TASK:
Although the entries contain pictures, your copy should hold only their exact text.

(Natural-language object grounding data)
◆ ◆ ◆ ◆ ◆

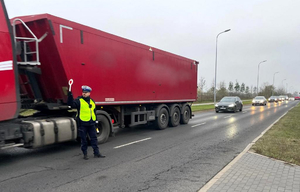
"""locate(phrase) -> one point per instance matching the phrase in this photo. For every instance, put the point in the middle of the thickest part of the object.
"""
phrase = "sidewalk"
(251, 172)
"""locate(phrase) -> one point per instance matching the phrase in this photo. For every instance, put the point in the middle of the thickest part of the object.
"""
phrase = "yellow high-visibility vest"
(86, 113)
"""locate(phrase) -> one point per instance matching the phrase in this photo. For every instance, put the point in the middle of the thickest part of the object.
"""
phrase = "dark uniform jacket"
(75, 103)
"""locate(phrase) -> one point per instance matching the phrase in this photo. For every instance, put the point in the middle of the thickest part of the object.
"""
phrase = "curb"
(229, 165)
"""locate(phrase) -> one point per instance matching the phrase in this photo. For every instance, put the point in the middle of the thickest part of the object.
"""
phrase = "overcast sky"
(260, 30)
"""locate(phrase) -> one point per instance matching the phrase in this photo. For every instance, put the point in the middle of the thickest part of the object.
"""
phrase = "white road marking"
(132, 143)
(199, 124)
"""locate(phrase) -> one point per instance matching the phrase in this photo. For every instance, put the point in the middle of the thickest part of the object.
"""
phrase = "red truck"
(132, 83)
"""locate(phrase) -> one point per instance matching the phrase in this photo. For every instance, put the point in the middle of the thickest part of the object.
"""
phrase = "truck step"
(7, 146)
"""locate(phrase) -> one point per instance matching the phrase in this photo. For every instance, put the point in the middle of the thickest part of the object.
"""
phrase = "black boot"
(99, 155)
(85, 157)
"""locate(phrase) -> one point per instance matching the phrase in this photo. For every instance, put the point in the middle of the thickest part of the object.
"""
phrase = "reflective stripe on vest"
(86, 113)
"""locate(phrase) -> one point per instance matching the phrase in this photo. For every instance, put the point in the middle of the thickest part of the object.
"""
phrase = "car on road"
(273, 99)
(229, 103)
(259, 100)
(283, 97)
(291, 98)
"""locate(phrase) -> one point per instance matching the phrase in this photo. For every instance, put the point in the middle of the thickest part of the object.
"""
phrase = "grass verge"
(282, 141)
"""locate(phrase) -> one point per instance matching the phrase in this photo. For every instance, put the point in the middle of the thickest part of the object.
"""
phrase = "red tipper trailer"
(120, 71)
(132, 83)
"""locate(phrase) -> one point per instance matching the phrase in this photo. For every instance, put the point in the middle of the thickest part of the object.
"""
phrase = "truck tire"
(162, 119)
(186, 115)
(175, 117)
(103, 129)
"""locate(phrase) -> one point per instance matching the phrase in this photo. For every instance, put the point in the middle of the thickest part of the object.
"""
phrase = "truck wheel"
(175, 117)
(162, 119)
(103, 129)
(186, 115)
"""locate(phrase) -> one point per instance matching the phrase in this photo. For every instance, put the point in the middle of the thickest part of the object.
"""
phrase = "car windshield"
(228, 100)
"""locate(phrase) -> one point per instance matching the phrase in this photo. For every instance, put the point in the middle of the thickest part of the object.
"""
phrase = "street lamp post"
(274, 81)
(215, 88)
(283, 84)
(258, 76)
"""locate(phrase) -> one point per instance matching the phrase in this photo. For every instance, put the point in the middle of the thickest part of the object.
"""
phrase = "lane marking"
(132, 143)
(199, 124)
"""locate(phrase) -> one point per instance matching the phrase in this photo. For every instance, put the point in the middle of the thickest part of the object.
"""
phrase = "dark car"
(229, 104)
(273, 99)
(259, 100)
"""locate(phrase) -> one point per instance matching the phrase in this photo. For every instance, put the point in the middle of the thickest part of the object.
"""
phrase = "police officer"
(86, 116)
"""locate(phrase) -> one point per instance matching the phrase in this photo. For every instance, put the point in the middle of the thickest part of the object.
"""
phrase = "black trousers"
(91, 130)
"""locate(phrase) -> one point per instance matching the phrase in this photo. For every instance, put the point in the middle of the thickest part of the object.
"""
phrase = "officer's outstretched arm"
(71, 102)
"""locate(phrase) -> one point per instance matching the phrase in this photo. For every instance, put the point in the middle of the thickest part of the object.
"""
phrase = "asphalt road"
(183, 158)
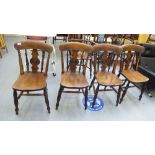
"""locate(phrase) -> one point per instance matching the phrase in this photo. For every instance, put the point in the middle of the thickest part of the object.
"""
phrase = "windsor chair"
(73, 76)
(107, 56)
(130, 60)
(33, 76)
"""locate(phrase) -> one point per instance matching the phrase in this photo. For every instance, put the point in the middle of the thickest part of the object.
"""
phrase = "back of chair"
(131, 56)
(74, 36)
(107, 56)
(75, 48)
(35, 52)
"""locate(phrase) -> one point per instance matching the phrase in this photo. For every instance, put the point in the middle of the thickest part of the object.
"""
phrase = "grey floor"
(71, 108)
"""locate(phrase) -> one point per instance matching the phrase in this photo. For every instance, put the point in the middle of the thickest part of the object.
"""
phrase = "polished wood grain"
(30, 82)
(82, 56)
(34, 78)
(73, 77)
(106, 56)
(130, 61)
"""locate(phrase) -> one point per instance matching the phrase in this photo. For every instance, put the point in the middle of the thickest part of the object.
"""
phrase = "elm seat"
(76, 80)
(134, 76)
(30, 82)
(108, 78)
(37, 37)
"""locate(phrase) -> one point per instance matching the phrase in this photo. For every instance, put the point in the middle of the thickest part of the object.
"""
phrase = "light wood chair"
(33, 77)
(108, 56)
(90, 60)
(130, 60)
(74, 77)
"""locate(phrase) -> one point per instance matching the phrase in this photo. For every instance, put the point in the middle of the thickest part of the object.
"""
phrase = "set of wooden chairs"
(110, 62)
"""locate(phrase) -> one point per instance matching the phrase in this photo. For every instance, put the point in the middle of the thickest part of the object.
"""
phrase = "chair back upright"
(35, 53)
(75, 64)
(106, 57)
(131, 56)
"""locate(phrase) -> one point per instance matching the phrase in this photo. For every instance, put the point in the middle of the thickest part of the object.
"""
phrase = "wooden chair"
(105, 75)
(33, 77)
(130, 60)
(85, 41)
(53, 55)
(74, 77)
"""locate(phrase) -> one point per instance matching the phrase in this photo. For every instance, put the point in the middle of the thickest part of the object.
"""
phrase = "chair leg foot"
(118, 96)
(46, 100)
(95, 96)
(92, 82)
(59, 96)
(124, 92)
(15, 101)
(86, 98)
(142, 91)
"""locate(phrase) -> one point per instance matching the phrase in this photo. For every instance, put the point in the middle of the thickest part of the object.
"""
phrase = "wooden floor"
(71, 108)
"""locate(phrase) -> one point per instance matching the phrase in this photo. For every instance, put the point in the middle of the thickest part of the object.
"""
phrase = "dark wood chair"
(33, 77)
(130, 60)
(108, 56)
(74, 77)
(90, 64)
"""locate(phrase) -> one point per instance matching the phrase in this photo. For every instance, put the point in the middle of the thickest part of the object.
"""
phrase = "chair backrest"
(107, 56)
(75, 48)
(131, 56)
(100, 38)
(35, 52)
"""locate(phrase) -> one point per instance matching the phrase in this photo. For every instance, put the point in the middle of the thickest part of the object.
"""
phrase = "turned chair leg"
(124, 92)
(46, 100)
(90, 63)
(142, 91)
(92, 82)
(15, 101)
(0, 54)
(59, 96)
(86, 97)
(118, 95)
(95, 96)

◆ ◆ ◆ ◆ ◆

SOLUTION:
"""locate(phrase) -> one point per instance matching the phrase in this photo. For every instance, put the point in the middle of the thickest part of the object.
"""
phrase = "sidewalk"
(251, 172)
"""locate(phrase) -> one point per instance matching the phrase in this photo. For every instance, put the point in the middle of the thickest part of the object.
"""
phrase = "yellow high-visibility vest"
(86, 113)
"""locate(phrase) -> one point per instance matching the phrase in this photo. For every instance, put the point in the middle of the thickest part of the object.
"""
phrase = "dark uniform jacket"
(75, 103)
"""locate(phrase) -> one point per instance matching the phrase in this photo. For every instance, put the point in the middle of the thickest part of the object.
"""
phrase = "curb"
(229, 165)
"""locate(phrase) -> one point per instance matching the phrase in this photo. For every instance, put the point in the middle of the thickest part of the object.
"""
phrase = "overcast sky"
(260, 30)
"""locate(phrase) -> one point per instance matching the phrase in this photo. For every instance, put the point in the middle of the thickest part of the object.
"""
phrase = "white road marking"
(132, 143)
(199, 124)
"""locate(phrase) -> one point per instance matching the phrase in this photo. For every instance, put the point in the middle of the thickest part of the object.
"""
phrase = "red truck"
(132, 83)
"""locate(phrase) -> one point per instance matching the phrase in this photo. For every instance, put the point in the middle of the thickest part of the object.
"""
phrase = "truck step"
(7, 146)
"""locate(phrase) -> one point per instance matching the phrase in this photo. For every instance, put the point in the middle of the thickest part of the object.
"""
phrase = "black boot"
(99, 155)
(85, 157)
"""locate(phrase) -> one point per instance matching the phrase in this photo. For every instance, put the point in the middle of the thickest part of the object.
"""
phrase = "reflective stripe on vest"
(86, 113)
"""locate(phrase) -> one point per instance matching the phrase in this photo. For every instance, put the point in the middle of the thickest part of the object.
"""
phrase = "car on road"
(273, 99)
(229, 103)
(259, 100)
(283, 97)
(291, 98)
"""locate(phrase) -> one point per instance matching the phrase in this photo. For every instance, put the point in the middle of the thickest part of the object.
"""
phrase = "grass verge"
(282, 141)
"""locate(phrase) -> one point per instance matching the phrase in this photo. For every instance, put the point in the middle of the thickest part of the object.
"""
phrase = "red tipper trailer"
(120, 71)
(132, 83)
"""locate(phrase) -> one point per instance matching the phrase in this photo. For every instance, put the point in the middle of the thickest part of the object.
"""
phrase = "truck tire"
(162, 119)
(186, 115)
(175, 117)
(103, 129)
"""locate(phrase) -> one point per instance matching the phrase in this photo. For every instance, put the point in the middle of the thickest part of the object.
"""
phrase = "truck wheel"
(175, 117)
(162, 119)
(103, 129)
(186, 115)
"""locate(phrase) -> one point per instance matching the phrase in this photo. For every instance, put the point in the middle of the thickest part of the object.
"""
phrase = "car windshield"
(228, 100)
"""locate(phrase) -> one point per instance matching the phrase in this photo. For every instance, put the point in the middle of the thickest part of the object.
"""
phrase = "street lamp post"
(274, 81)
(215, 88)
(283, 84)
(258, 76)
"""locate(phrase) -> one point per instance matching the phrase in this photo. For every instance, put the point in the middle of the thickest part of the object.
"""
phrase = "lane marking"
(132, 143)
(199, 124)
"""locate(phrase) -> one point per instance matching the phrase in this photo. For every instance, put the point in the middle of the thickest part of the object.
"""
phrase = "dark car"
(229, 104)
(273, 99)
(259, 100)
"""locate(phrase) -> one point per instance matching the phrase in this photo. For every instance, put the point in the middle of the thickest part of the object.
"""
phrase = "police officer"
(86, 116)
"""locate(phrase) -> one point per instance matching the phrase in this photo. For every instance, put the point in the middle of the thickest part of the object.
"""
phrase = "black trousers"
(91, 130)
"""locate(phrase) -> one point per instance matching the phrase in this photo. For every instance, put the point in the middle of the thickest part of the object.
"""
phrase = "officer's outstretched arm"
(71, 102)
"""locate(phrase) -> one point per instance matching the phrase in this photo. For every instance, put the point in the middle of the thickest part of the object.
"""
phrase = "asphalt road"
(183, 158)
"""locate(phrase) -> one point per instance matching the phrase in this photo. For every instance, put the point in the middle of the thickest part of the object.
"""
phrase = "windsor chair"
(73, 76)
(107, 56)
(130, 60)
(33, 76)
"""locate(phrase) -> one point per instance matching the phrase in this photo. For every instance, put the point in the middle of the thickest part of the object.
"""
phrase = "back of chair"
(131, 56)
(74, 36)
(107, 56)
(75, 48)
(35, 52)
"""locate(phrase) -> one point per instance matching the phrase in this photo. For every instance, put the point in the middle of the thickest part of the object.
"""
phrase = "grey floor"
(71, 108)
"""locate(phrase) -> one point per instance matching the phrase in this photo. For every instance, put the point in the middle of the thickest part of the object.
"""
phrase = "polished wood grain"
(30, 82)
(82, 56)
(34, 78)
(73, 77)
(106, 56)
(130, 61)
"""locate(phrase) -> one point per instance matching the phrase in this photo. For every instance, put the point in the middle of the thickest part of the object.
"""
phrase = "elm seat"
(76, 80)
(134, 76)
(30, 82)
(108, 78)
(37, 37)
"""locate(phrase) -> one point per instance matching the phrase in this photo. For every instance, put the point in the middle of the thickest part of the object.
"""
phrase = "light wood chair"
(33, 77)
(108, 56)
(90, 60)
(130, 60)
(74, 77)
"""locate(phrase) -> one point per instance matching the phrase in this photo. For every instance, put the point in the middle of the thickest part of the object.
"""
phrase = "set of wooden chairs"
(110, 62)
"""locate(phrase) -> one point per instance matching the phrase in this photo. For every instance, put the point in the middle of the thickest part of the object.
"""
phrase = "chair back upright"
(35, 53)
(75, 64)
(106, 57)
(131, 56)
"""locate(phrase) -> one point per instance matching the phrase in this photo. For every instance, put the point in the middle of the thickest part of the object.
"""
phrase = "wooden chair"
(105, 75)
(33, 77)
(130, 60)
(85, 41)
(53, 55)
(74, 77)
"""locate(phrase) -> one point per instance matching the phrase in this photo. For every instance, put the point in the middle of the thickest part of the object.
"""
phrase = "chair leg foot"
(118, 96)
(46, 100)
(95, 96)
(92, 82)
(59, 96)
(124, 92)
(15, 101)
(86, 98)
(142, 91)
"""locate(phrase) -> one point per instance matching the phrase in this photo. For every instance, put the point in the middle of the thickest part of the object.
"""
phrase = "wooden floor"
(71, 108)
"""locate(phrase) -> one point per instance matching the phrase in this photo. For every instance, put the point in the middle of the thickest part of the object.
"""
phrase = "dark wood chair"
(33, 77)
(130, 60)
(108, 56)
(74, 77)
(90, 64)
"""locate(phrase) -> one point per instance matching the phrase in this photo. For every instance, put the point in the middle of the thickest part of the object.
"""
phrase = "chair backrest"
(107, 56)
(75, 48)
(131, 56)
(100, 38)
(35, 52)
"""locate(phrase) -> one point per instance matching the phrase in this photo. For every instance, put the point in the middle of the thickest part of the object.
"""
phrase = "turned chair leg"
(124, 92)
(46, 100)
(90, 63)
(142, 91)
(92, 82)
(15, 101)
(0, 54)
(59, 96)
(86, 97)
(118, 95)
(95, 96)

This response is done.